(REQUIRED WORK): Swap "Target" for "Object" in the records, starting at the line that contains "instance, sample <point>285,207</point>." and stopping after the line that contains "<point>188,117</point>". Output only those lines, unchanged apart from that swap.

(EXTRACTED INFORMATION):

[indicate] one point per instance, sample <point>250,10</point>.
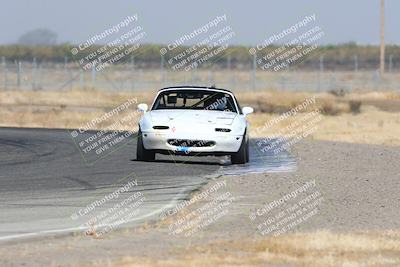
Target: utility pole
<point>382,59</point>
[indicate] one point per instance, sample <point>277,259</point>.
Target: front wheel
<point>241,157</point>
<point>142,153</point>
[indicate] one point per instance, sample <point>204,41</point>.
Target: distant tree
<point>38,37</point>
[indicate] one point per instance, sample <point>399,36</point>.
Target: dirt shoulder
<point>356,222</point>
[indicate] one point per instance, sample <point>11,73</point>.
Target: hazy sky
<point>164,21</point>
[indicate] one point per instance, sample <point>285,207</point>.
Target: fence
<point>129,77</point>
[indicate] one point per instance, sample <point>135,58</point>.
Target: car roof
<point>195,87</point>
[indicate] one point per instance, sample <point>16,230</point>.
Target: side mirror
<point>247,110</point>
<point>142,107</point>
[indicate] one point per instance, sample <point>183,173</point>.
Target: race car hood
<point>188,117</point>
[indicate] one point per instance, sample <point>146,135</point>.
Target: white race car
<point>194,121</point>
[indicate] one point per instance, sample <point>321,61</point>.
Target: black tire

(SOLUTION TO THIS PROBLEM):
[indicate] one point per instance, sample <point>285,207</point>.
Object: fence
<point>129,77</point>
[indicate] one point per instance, sample <point>135,58</point>.
Object: car roof
<point>195,87</point>
[indicate] one point per instance, sample <point>16,230</point>.
Object: side mirror
<point>247,110</point>
<point>142,107</point>
[indicate] one point per instance, sample <point>183,173</point>.
Object: race car hood
<point>188,117</point>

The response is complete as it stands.